▶ [Instructions for the task]: Retype character for character the lines running from the one that contains "Reviewer note: confirm one keypoint per instance of the blurred" through the last line of the rows, including both ends.

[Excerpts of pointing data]
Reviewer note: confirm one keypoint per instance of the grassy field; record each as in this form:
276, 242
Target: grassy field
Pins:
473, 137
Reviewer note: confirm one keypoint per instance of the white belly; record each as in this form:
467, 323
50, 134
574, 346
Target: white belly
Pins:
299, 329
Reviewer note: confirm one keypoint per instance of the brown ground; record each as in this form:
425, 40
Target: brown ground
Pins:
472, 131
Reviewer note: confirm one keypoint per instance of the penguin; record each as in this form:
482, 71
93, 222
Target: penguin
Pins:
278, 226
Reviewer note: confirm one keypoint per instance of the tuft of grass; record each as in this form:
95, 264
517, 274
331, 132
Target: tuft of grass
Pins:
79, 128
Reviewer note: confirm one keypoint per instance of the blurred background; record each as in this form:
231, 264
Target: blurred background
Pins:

▶ [Expected output]:
Reviewer note: confirm one keypoint per instance of the blurred background; record each as in this form:
231, 264
Target: blurred background
Pins:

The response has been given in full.